▸ Short exercise:
Count the rows below that contain the string "castle", matching case exactly, and reply with that number alone.

>>

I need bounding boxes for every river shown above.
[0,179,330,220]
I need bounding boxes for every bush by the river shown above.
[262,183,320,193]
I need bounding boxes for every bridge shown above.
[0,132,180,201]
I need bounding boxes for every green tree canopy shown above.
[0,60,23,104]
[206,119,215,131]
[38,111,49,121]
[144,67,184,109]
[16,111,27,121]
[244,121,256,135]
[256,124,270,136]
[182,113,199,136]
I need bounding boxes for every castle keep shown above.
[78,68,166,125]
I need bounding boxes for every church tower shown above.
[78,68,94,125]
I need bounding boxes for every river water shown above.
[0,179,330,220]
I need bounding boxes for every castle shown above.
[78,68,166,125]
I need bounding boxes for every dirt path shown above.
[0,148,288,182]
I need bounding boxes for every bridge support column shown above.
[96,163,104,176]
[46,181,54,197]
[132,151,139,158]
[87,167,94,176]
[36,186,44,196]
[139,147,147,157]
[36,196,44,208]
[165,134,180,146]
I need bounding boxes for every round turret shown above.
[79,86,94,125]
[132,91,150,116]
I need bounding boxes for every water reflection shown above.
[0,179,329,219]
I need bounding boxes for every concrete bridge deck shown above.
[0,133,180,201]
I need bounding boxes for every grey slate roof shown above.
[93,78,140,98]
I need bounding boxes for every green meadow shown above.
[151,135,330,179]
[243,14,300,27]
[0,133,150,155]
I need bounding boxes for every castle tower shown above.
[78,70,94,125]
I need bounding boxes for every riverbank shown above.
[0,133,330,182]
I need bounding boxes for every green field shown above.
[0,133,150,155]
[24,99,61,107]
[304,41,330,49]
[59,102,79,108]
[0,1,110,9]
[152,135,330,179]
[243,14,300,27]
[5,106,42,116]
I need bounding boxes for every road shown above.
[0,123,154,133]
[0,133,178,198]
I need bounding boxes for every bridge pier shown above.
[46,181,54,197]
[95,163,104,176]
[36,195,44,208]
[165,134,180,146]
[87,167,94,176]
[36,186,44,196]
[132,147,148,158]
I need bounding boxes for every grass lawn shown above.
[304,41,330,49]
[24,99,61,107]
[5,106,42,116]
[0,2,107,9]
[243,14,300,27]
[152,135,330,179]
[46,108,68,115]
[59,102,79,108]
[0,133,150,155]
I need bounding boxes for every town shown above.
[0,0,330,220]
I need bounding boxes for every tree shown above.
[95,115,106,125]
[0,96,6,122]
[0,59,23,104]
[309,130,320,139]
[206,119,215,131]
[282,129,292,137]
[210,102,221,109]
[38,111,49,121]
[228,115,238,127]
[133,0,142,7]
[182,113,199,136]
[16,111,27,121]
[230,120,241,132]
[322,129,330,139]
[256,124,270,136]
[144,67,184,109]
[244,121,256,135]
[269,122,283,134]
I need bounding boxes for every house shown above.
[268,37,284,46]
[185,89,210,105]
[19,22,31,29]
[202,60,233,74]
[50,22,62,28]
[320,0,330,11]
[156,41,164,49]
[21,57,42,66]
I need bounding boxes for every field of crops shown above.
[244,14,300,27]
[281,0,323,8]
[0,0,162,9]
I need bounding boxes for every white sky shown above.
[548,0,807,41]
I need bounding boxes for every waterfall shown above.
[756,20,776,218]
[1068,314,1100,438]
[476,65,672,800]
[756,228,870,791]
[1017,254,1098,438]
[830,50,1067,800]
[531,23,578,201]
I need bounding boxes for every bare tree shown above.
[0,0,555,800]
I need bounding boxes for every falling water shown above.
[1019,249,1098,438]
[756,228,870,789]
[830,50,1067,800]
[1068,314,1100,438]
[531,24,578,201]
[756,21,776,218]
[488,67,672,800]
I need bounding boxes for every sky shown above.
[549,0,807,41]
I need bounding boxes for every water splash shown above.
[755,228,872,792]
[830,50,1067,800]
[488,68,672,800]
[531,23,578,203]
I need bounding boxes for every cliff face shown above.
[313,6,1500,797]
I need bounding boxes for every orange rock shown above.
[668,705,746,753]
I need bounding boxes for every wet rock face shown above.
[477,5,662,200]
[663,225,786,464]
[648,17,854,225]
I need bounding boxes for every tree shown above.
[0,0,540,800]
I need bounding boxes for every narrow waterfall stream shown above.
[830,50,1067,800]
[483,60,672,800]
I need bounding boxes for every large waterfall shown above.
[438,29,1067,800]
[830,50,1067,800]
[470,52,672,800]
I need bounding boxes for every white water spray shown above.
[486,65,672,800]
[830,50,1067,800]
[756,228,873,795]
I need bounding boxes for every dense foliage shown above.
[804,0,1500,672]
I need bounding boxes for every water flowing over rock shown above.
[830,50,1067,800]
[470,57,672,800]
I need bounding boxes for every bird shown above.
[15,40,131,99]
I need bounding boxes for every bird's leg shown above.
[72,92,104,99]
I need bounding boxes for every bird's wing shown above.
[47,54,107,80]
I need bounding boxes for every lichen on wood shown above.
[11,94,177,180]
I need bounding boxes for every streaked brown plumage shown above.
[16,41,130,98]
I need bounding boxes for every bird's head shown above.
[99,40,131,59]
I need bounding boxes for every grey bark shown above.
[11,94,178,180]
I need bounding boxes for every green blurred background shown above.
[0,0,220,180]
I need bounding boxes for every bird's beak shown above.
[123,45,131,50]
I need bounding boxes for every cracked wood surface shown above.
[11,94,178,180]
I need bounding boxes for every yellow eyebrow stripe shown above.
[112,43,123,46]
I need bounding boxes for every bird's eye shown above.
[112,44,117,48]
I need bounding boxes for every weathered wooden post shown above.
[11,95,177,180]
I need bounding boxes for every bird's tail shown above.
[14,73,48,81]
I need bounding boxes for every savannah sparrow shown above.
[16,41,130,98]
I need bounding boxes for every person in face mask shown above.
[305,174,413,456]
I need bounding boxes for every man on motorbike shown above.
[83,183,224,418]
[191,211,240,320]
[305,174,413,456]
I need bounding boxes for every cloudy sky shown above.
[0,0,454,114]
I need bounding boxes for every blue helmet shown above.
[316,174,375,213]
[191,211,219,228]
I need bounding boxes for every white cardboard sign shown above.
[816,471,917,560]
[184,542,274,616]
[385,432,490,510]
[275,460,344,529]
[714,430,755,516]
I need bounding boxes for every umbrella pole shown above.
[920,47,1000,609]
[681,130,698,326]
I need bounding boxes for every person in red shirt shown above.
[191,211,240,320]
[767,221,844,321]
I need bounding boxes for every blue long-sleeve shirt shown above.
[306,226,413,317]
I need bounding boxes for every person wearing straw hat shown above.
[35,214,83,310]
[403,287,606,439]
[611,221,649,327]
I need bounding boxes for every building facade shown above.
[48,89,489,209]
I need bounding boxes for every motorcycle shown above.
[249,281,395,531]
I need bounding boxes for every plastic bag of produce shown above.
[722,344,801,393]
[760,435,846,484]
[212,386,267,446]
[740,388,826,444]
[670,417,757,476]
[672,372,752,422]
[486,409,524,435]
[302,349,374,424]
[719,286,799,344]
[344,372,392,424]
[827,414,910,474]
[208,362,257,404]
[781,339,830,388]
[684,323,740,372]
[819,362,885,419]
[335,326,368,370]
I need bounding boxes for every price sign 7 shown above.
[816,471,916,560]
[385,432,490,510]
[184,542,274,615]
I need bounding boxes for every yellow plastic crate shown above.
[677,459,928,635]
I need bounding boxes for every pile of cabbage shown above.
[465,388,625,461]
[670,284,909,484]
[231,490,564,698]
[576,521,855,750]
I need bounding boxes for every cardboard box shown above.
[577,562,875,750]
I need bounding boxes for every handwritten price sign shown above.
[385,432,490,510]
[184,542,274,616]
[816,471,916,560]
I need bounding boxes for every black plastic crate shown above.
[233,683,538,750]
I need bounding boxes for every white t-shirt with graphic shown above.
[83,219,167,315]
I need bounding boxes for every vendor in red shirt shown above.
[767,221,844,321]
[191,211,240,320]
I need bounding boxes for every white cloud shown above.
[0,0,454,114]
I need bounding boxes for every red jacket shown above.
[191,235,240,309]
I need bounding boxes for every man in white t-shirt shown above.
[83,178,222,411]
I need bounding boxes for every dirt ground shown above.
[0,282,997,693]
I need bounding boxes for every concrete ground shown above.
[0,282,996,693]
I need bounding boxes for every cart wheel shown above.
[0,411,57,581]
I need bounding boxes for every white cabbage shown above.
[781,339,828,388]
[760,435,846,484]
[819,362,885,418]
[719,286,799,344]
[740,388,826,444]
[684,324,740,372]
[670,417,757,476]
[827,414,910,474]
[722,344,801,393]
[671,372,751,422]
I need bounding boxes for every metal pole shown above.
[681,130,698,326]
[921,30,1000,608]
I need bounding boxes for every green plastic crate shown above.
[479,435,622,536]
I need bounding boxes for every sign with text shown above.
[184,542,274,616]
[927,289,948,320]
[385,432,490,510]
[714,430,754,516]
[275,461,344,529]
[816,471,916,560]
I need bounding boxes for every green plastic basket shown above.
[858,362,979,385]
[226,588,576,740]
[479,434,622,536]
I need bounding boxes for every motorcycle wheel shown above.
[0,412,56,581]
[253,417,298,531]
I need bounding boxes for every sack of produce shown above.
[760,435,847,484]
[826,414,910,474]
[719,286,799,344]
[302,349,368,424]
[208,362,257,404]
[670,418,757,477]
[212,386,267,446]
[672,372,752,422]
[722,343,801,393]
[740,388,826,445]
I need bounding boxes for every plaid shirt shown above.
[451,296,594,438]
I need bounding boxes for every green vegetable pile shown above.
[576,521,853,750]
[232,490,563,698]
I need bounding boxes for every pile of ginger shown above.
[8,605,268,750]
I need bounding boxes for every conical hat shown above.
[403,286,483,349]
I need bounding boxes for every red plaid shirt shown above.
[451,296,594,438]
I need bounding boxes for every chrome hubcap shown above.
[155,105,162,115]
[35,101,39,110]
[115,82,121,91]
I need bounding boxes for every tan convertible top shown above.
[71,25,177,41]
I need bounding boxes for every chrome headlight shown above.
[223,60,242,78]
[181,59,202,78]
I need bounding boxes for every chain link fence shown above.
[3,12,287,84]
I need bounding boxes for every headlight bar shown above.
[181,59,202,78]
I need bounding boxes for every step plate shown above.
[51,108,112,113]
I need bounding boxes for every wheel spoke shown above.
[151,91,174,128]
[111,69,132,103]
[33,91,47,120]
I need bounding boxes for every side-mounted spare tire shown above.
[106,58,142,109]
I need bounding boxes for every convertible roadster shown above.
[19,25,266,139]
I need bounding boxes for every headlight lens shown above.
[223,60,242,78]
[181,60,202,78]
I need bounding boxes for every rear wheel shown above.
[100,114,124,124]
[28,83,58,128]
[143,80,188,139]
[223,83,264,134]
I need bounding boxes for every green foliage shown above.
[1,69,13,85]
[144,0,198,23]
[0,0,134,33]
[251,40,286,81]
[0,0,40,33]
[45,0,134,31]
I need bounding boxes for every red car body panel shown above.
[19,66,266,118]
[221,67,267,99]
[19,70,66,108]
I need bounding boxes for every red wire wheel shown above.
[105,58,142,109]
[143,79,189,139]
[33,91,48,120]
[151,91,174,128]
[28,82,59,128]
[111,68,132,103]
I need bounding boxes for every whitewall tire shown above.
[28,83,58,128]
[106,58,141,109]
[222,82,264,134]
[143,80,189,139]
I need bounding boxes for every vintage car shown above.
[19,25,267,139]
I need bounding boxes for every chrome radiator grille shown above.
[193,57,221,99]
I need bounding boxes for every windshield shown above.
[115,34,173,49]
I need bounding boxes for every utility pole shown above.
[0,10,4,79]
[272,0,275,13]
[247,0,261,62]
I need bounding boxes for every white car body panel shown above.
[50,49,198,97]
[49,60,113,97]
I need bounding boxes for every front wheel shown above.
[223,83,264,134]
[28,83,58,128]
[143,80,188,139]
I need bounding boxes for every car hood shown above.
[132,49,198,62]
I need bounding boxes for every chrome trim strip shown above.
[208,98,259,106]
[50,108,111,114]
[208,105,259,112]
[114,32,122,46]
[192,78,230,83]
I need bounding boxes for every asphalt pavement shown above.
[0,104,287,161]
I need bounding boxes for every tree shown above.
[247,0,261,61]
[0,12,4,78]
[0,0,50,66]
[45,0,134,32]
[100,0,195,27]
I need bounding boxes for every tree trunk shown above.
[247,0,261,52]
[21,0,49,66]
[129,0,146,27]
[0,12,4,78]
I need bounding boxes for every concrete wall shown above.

<<

▸ Reply to the exercise:
3